Problem description:
Count the lines in the records that follow that contain the string "below". Reply with the number alone.
--- start Records provided ---
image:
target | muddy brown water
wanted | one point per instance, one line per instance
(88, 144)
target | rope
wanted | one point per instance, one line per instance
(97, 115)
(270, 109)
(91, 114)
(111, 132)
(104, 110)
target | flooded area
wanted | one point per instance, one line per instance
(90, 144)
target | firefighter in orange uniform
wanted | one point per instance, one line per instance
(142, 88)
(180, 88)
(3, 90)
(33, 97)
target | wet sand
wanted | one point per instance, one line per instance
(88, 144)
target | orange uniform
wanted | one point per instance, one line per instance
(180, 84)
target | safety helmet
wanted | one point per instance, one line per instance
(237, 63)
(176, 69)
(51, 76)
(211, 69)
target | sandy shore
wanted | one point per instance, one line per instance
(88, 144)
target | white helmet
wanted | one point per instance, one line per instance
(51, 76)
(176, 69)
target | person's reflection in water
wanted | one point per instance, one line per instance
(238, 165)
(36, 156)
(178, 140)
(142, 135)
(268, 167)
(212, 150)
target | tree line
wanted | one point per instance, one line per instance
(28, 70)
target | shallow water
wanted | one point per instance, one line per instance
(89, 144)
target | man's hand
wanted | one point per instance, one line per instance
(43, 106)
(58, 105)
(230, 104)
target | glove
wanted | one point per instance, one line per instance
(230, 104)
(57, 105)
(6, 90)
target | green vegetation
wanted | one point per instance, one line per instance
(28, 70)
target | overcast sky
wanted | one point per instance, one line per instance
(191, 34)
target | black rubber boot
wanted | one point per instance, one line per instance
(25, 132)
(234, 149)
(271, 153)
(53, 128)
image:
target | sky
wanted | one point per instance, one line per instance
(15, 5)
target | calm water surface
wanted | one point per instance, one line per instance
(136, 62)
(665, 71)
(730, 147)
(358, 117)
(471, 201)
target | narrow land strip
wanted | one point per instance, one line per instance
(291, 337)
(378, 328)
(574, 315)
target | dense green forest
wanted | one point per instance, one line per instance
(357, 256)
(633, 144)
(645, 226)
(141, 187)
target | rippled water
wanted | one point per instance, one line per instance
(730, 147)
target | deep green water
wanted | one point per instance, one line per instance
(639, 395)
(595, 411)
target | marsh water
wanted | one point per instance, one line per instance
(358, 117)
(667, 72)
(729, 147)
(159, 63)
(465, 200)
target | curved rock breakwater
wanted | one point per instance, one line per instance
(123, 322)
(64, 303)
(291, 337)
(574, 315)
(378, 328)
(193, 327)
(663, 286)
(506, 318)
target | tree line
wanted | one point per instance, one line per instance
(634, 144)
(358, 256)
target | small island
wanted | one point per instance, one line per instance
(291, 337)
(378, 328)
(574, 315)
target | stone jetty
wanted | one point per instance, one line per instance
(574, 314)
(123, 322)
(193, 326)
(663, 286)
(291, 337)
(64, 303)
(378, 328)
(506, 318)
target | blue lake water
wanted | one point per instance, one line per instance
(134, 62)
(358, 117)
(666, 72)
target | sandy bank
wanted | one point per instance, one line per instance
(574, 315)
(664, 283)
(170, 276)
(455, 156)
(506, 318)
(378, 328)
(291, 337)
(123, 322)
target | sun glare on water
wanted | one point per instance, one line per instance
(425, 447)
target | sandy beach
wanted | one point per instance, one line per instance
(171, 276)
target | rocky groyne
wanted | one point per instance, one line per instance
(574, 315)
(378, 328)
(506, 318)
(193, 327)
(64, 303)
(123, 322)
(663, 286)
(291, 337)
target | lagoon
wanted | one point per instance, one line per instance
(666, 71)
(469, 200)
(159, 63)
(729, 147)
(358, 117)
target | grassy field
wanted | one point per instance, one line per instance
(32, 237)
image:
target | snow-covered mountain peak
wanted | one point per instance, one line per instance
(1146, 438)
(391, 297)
--- end Records provided ---
--- start Records provided ---
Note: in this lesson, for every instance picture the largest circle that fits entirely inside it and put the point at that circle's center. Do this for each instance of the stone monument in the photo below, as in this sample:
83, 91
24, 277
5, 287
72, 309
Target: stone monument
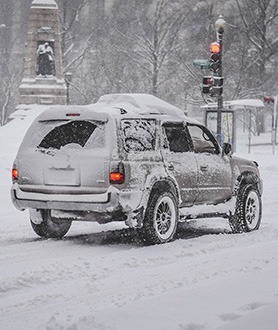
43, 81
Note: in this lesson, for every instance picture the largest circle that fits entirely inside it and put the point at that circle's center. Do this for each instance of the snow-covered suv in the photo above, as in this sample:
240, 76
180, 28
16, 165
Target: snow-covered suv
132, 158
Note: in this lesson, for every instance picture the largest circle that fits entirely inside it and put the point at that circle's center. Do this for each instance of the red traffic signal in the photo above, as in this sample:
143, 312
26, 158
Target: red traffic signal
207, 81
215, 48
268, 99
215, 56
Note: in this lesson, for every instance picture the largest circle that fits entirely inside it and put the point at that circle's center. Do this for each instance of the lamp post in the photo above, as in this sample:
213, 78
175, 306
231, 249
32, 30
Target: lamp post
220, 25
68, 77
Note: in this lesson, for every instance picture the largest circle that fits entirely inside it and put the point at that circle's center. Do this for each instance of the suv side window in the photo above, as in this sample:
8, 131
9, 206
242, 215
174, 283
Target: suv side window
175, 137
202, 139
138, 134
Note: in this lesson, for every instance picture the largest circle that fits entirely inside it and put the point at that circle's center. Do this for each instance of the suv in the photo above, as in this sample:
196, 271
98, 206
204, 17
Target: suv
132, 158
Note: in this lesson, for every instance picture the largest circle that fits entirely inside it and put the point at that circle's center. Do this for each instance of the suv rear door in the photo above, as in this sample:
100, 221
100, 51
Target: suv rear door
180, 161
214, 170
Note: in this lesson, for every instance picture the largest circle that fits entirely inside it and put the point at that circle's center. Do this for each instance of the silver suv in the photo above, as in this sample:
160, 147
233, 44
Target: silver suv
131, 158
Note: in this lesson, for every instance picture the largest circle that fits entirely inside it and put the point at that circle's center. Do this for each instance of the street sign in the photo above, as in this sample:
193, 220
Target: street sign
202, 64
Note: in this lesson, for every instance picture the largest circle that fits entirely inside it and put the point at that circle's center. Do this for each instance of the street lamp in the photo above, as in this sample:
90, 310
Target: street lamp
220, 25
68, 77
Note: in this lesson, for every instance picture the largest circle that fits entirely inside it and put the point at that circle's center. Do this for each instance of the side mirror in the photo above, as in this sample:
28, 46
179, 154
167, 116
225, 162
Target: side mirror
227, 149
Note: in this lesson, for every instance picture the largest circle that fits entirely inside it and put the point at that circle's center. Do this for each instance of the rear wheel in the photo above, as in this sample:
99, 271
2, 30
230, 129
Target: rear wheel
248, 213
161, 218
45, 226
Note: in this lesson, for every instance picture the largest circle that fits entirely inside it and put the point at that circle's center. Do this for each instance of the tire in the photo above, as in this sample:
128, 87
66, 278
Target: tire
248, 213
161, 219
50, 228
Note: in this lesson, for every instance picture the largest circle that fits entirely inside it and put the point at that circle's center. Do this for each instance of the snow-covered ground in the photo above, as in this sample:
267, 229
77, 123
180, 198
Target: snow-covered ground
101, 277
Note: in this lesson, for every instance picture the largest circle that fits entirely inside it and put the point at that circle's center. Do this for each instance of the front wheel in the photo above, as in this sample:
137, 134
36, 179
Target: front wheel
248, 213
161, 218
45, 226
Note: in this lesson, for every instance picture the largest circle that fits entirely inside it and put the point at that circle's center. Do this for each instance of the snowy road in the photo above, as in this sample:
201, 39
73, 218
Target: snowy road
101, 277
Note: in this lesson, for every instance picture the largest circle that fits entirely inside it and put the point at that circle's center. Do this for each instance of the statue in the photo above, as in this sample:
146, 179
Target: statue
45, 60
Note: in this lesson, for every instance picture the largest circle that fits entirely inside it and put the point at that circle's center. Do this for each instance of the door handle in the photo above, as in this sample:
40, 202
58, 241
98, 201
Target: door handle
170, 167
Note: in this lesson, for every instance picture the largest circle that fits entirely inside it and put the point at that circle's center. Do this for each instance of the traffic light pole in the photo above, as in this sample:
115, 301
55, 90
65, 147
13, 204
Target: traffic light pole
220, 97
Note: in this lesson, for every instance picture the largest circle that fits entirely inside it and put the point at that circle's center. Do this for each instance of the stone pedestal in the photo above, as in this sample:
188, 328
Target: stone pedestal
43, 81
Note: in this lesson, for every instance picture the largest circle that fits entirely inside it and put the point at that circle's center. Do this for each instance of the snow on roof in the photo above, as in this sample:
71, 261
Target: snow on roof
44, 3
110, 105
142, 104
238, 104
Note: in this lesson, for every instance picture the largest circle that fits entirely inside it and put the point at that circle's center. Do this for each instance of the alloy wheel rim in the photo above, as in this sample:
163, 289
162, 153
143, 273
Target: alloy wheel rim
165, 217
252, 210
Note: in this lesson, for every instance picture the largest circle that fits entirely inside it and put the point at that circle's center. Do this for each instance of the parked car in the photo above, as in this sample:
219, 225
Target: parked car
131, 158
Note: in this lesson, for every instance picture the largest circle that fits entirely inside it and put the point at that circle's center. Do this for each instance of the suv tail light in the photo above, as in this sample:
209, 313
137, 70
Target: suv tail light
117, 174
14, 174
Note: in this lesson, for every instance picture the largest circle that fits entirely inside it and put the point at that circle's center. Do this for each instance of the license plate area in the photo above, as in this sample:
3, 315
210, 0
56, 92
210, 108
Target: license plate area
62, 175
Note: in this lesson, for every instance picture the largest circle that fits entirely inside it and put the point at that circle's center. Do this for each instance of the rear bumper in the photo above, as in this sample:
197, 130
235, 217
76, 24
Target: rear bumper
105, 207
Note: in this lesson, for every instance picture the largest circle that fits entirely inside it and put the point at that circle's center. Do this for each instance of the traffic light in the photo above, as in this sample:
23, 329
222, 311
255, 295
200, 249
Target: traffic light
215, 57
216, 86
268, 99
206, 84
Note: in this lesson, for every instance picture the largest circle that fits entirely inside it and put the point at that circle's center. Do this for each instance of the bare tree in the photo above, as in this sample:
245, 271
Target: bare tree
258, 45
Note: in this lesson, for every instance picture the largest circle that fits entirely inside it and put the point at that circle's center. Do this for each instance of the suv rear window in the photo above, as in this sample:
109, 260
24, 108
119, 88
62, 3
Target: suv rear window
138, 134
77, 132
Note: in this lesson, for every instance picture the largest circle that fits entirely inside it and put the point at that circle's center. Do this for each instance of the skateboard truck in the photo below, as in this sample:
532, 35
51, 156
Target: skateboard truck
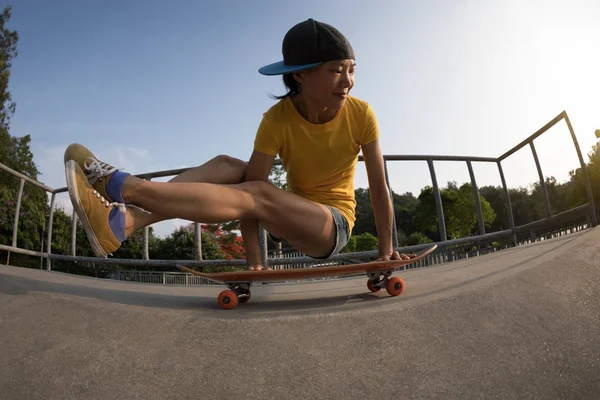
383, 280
--- end Records provided ---
Response to this task:
2